# What you should do
Reproduce the entries exactly.

━━━ Dataset content

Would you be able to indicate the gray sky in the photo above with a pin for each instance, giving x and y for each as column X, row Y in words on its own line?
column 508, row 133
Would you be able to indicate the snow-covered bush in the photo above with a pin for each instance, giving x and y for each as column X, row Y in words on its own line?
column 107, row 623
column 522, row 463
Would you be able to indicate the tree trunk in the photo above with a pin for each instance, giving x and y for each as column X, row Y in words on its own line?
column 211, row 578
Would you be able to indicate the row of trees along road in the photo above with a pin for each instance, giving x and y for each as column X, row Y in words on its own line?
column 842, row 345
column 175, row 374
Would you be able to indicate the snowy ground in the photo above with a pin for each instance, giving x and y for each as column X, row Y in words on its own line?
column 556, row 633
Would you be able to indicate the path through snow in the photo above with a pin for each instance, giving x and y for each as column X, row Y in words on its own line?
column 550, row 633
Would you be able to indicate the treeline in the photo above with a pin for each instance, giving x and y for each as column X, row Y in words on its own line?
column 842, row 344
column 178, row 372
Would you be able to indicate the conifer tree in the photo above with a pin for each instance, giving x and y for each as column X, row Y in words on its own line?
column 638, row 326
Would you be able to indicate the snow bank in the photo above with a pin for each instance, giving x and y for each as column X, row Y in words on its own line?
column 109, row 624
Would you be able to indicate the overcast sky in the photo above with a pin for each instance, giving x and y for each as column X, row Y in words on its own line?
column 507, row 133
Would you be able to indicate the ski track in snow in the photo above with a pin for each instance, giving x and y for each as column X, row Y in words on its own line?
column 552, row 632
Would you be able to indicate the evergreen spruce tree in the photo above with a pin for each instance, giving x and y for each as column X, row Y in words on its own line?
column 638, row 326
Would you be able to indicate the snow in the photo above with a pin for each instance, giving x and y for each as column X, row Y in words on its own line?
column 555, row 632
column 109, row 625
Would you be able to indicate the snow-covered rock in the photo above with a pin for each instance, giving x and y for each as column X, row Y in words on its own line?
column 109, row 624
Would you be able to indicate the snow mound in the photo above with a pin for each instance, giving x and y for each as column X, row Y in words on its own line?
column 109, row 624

━━━━━━

# Task answer
Would you be able to indicate the gray sky in the photo above with a pin for each instance, giving x and y for each as column X, row Y in words on its own line?
column 508, row 133
Would you be able to indicate the snow-covered bush in the photo above with a pin for each instance, giving x and y for each as column X, row Y in words on its own line?
column 107, row 623
column 522, row 463
Would you be able to indicate the tree trunk in the photo above with a pin for each instance, giving x and y for each as column X, row Y in words on its own line?
column 211, row 578
Would you be able to indicate the row of trees along road in the photo above with a pin for each instance, giving x and y for each as column X, row Y in words on its own line?
column 842, row 345
column 175, row 374
Would you be able to indicate the snowy ground in the photo above with a pin for each instance, giving x and y for each as column X, row Y in words on its own line?
column 556, row 633
Would you be able to indicate the path through snow in the photo above with a pin for each instance, giving x and y for each as column X, row Y in words on its own line?
column 550, row 633
Would you be able to indicate the treeline in the photo above with a pin for each instance, giving x and y for each as column X, row Y in words on its own line?
column 842, row 344
column 178, row 372
Would you be able to indicate the conifer tree in the photo above with a pin for each instance, giving x and y for each as column X, row Y in words on its own line?
column 638, row 326
Would you be able to indicate the snow bank in the photo above with a pin for each instance, giving x and y for each as column X, row Y in words on its own line?
column 109, row 624
Would you be able to indicate the overcast sky in the photo above with a pin for each instance, giving x and y for each as column X, row Y in words on its own line?
column 507, row 133
Would you be able to indicate the ski track in snow in the photo above with a pin for each instance, giving x and y for each as column X, row Y in words on its own line?
column 552, row 632
Would you be able to indicate the evergreen spruce tree in the photo above with a pin for each instance, giving x and y for each as column X, row Y in words on its own line?
column 638, row 326
Would you be able to indicate the snow in the photo above with a pin for each instance, giving x and y for each as column X, row Y in words on its own line?
column 555, row 632
column 109, row 625
Would you be able to indicate the snow-covered rock in the photo above with a pin for each instance, giving x and y for each as column X, row Y in words on its own line?
column 109, row 624
Would you be able to indicate the snow mound in the photo above with a pin for each instance, giving x and y for each as column X, row Y in words on its own line?
column 109, row 624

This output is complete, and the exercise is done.